→ **Excerpted passage**:
The beautiful town of Chepstow on the River Wye. Credit: Roy Parkhouse / CC BY-SA

Because Charles was Irish-born I took my search from Ancestry over to FindMyPast, where the Irish records are fuller. And by then I’d done a bit of reading about Chepstow and Irish immigration. There was quite a dense population of Famine refugees from the late 1840s onwards. They all lived around the Thomas St area where Charles was living at the time of the Censuses.

I did a blanket search on Vaughans in Chepstow and found another family in the same street in 1851. John and ‘Anora’ and their daughters 10-year-old Margaret…and 3-year-old ‘Anora’. NORAH! For some reason, even knowing how she was enumerated I simply still cannot find this record on Ancestry, it seems a page has been missed from their collection. A reminder to check the same database on other sites if you can’t find what you’re looking for on your first site!

Snippet from 1851 Wales Census, Thomas St, Chepstow showing Norah with her till now elusive birth family. Her sister Margaret is on the next page, despite being the elder of the two daughters.

In 1861, Edward’s household contained an 18-year-old niece called Margaret. There is no record of a death of John and Anora’s daughter, nor was there another Margaret Vaughan around the area in 1851, so unless the first Margaret left town and another arrived to take her place, the evidence suggests that John and Edward were brothers. This makes Charles and Norah first cousins, although he was a dozen or so years older than her.

Life was tough for the Chepstow Vaughans. Norah’s mother died later in 1851. Edward and Ellen lost their youngest daughter 4 days later. A newspaper search finds multiple references to Edward and Ellen’s family, mostly in the court reports. They appear to have been a hard-drinking family with very short fuses. By 1861 I can find no trace of John and little Norah – I suspect they are in London by then – and they managed to avoid the census. Margaret, as we know, is with Edward and Ellen. She is still with the widowed Ellen in 1871 with her illegitimate daughter (also Margaret) then spends the rest of her life in the Workhouse, noted as an imbecile.

Charles is the only one of Edward and Ellen’s family to do well for himself. He leaves Chepstow with Mary Jane, marries her and the rest is history. I found some photos of them and their descendants back at Ancestry. The same cheeky face that my grandad had is there in several of those photos. Sue says the same of her family. That is not evidence of course. But it makes me smile.

Records excerpted from a collection
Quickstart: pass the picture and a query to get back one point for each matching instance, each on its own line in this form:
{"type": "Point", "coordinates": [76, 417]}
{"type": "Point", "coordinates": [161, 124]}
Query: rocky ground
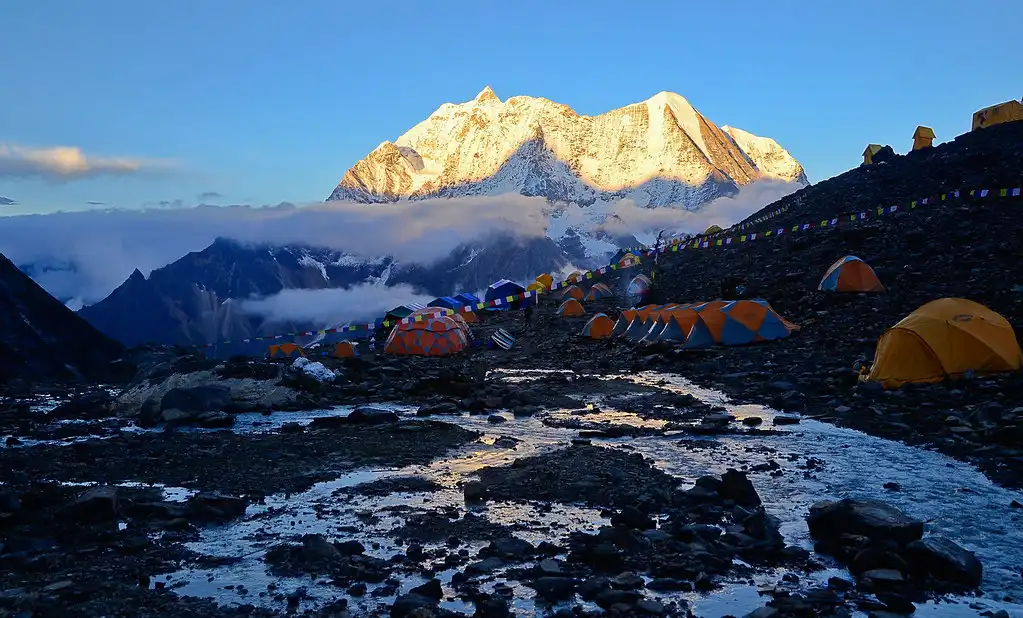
{"type": "Point", "coordinates": [87, 527]}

→ **The task**: From the Chepstow Vaughan family passage, list every census year it mentions.

→ **Problem solution**: 1851, 1861, 1871